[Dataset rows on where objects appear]
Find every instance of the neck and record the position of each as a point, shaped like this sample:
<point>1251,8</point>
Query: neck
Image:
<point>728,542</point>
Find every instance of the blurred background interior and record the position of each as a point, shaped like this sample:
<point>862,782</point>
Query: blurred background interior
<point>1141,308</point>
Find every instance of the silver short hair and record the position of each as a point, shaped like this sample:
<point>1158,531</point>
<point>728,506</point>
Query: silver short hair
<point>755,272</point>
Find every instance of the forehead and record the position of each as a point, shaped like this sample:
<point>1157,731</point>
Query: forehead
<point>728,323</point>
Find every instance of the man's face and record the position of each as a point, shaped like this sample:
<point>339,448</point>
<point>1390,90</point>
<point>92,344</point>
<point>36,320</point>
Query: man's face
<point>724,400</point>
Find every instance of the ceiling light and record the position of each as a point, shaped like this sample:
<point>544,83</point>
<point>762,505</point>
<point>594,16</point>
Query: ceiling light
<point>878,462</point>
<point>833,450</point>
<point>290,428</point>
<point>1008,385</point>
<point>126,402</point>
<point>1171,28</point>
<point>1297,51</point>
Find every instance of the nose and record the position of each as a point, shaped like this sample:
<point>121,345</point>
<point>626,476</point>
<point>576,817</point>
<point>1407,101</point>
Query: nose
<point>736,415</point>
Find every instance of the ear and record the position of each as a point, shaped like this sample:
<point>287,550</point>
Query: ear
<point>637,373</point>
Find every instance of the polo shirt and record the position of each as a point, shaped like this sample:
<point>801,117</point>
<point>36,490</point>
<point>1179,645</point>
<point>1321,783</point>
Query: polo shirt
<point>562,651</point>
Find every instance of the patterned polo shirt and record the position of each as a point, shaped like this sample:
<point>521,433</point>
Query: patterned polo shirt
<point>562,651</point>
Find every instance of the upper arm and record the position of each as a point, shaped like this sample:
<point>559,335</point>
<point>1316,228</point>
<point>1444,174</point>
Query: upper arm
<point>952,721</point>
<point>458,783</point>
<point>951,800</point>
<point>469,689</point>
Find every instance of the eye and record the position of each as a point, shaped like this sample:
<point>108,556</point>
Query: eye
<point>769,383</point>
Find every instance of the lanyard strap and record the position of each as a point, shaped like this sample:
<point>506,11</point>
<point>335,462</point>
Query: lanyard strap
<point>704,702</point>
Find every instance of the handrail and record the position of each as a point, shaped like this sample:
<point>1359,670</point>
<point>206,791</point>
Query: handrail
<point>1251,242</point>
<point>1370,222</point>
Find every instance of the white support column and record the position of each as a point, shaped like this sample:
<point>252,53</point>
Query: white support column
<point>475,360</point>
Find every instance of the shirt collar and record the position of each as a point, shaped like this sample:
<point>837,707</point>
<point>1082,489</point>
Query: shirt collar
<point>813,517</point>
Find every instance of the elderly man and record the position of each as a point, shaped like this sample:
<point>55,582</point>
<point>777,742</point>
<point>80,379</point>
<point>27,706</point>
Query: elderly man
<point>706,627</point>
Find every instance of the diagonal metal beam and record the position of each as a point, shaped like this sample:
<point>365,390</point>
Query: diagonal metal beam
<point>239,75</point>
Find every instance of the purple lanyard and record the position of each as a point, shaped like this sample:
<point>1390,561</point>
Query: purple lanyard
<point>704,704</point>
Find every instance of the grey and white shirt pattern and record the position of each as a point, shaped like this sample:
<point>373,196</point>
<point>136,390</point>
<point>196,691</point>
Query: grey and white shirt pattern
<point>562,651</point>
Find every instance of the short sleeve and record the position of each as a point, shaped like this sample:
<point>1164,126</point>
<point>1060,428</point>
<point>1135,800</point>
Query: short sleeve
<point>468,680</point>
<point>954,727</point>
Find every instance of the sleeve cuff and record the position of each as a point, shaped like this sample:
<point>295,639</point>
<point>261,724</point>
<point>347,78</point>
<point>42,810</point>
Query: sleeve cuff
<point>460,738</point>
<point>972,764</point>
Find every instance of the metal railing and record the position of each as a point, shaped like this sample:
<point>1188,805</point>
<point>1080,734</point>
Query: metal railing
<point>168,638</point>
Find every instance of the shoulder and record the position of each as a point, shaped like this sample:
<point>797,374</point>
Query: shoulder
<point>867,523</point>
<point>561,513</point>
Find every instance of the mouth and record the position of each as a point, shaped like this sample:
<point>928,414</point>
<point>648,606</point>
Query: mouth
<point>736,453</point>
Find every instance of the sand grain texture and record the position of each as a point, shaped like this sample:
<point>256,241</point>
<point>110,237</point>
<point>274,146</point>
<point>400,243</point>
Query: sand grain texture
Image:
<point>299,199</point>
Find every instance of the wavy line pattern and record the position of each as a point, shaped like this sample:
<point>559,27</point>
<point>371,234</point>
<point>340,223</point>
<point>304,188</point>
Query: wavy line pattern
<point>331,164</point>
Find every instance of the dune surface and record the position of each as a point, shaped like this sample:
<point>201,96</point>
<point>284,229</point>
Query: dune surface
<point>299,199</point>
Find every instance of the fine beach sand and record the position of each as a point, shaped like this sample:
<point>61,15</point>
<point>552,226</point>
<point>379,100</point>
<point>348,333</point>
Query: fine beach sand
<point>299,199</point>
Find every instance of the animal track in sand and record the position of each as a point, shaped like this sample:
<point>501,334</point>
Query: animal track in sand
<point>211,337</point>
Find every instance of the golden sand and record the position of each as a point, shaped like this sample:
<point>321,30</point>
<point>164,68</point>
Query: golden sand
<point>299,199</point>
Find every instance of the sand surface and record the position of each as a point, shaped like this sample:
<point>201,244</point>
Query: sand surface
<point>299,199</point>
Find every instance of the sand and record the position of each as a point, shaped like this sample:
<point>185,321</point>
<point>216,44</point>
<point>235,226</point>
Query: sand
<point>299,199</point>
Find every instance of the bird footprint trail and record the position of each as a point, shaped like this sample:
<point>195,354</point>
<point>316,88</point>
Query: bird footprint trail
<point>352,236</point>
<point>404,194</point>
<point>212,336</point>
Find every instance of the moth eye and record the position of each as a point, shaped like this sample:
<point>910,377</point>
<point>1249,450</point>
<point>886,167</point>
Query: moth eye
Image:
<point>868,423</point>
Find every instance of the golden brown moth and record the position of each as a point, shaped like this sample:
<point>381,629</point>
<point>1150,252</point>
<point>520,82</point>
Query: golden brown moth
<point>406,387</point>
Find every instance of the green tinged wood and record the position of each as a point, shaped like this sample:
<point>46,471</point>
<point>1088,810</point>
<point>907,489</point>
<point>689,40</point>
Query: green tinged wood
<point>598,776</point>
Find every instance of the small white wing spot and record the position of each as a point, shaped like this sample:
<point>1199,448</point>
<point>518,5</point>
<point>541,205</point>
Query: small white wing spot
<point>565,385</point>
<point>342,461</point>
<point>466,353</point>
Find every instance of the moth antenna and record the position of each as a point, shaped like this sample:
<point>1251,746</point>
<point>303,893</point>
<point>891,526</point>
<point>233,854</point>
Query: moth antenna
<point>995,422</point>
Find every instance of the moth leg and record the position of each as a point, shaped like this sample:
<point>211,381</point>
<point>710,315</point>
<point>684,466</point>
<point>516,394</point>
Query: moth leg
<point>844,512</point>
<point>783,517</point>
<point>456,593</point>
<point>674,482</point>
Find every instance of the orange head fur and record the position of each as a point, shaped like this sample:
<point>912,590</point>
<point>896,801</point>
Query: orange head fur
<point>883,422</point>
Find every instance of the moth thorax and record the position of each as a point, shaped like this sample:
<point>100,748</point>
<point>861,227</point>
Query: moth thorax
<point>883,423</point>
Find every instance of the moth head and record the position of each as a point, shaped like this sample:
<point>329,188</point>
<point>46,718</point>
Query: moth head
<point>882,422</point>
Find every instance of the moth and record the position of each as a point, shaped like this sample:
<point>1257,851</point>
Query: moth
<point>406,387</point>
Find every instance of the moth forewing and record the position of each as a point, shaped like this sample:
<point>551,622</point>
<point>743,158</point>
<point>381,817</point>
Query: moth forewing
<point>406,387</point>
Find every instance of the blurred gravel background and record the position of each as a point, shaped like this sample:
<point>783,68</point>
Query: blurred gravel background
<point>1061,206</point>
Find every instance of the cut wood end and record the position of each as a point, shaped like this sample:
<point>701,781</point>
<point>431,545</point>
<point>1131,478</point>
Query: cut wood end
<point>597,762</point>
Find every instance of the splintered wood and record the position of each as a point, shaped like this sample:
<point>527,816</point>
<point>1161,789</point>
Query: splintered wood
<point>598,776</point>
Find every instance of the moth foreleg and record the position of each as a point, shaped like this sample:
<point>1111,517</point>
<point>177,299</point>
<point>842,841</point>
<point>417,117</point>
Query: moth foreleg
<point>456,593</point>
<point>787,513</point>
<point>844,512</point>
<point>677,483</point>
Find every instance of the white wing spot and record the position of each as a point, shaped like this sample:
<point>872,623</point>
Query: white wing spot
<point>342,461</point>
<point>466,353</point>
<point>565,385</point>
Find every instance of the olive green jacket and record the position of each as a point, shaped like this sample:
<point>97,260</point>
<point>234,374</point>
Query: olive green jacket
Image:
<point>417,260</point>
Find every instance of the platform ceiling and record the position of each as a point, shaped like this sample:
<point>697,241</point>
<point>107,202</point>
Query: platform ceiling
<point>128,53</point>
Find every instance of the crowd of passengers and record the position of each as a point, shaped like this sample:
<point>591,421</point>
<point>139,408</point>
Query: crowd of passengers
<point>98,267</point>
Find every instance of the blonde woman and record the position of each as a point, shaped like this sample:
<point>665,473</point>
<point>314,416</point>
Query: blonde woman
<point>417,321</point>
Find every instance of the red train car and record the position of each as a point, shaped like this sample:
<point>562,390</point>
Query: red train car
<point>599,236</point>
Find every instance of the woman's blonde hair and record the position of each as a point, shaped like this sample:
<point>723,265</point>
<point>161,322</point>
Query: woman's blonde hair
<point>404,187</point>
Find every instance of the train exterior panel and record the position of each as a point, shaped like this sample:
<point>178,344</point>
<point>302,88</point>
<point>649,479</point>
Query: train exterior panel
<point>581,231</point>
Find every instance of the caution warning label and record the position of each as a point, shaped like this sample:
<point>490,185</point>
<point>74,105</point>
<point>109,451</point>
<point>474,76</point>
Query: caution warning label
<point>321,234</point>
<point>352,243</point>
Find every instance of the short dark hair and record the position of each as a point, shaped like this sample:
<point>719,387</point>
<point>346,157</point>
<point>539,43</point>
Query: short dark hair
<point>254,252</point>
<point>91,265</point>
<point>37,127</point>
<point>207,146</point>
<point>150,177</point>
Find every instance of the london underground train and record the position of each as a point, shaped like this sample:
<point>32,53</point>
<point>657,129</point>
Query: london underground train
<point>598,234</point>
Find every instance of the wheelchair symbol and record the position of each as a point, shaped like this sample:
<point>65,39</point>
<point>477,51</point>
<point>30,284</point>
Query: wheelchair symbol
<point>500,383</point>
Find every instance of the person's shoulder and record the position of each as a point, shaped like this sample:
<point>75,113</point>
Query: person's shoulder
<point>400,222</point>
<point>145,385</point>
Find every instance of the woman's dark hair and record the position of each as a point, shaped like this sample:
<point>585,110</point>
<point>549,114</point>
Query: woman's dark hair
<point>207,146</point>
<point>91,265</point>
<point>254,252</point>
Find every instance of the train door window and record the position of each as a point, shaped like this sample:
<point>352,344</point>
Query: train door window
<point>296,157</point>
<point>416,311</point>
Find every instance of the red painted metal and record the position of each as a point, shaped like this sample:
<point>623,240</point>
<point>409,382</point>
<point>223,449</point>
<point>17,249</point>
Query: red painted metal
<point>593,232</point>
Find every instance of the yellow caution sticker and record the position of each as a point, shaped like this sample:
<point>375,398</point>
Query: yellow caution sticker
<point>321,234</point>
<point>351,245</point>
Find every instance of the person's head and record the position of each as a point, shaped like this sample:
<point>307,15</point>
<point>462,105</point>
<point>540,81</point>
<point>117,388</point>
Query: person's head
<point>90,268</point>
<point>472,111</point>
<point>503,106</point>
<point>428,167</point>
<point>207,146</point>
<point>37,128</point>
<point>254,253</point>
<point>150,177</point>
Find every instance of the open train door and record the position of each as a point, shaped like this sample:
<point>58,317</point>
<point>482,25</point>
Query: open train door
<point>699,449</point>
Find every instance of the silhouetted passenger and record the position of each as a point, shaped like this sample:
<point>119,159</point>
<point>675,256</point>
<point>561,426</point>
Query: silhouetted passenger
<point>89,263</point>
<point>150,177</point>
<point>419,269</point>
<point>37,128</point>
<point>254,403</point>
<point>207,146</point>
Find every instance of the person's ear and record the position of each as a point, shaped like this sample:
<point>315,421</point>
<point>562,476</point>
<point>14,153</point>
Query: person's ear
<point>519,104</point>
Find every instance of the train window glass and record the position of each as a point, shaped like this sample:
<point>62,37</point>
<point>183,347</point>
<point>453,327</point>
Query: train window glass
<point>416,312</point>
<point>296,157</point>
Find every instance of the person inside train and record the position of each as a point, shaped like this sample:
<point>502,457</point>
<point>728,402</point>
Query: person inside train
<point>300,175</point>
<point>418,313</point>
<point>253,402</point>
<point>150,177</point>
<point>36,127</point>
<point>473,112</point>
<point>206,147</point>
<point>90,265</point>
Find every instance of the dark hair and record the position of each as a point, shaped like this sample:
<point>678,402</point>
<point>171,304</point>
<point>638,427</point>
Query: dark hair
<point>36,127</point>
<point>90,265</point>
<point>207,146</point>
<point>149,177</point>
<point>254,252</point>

▶ **What is required**
Copy out word for word the lines in the records above, starting at the line containing "Find every instance of the upper" and ending at the line containing "<point>769,383</point>".

▶ **Response to the exercise**
Find every instance of the upper arm and record the position of each as a point, shaped like this sample:
<point>559,335</point>
<point>1316,228</point>
<point>1444,174</point>
Query: upper arm
<point>952,721</point>
<point>458,783</point>
<point>951,800</point>
<point>469,689</point>
Find every instance of the eye and record the position of each as a point, shaped like this sample:
<point>108,556</point>
Query: eye
<point>769,383</point>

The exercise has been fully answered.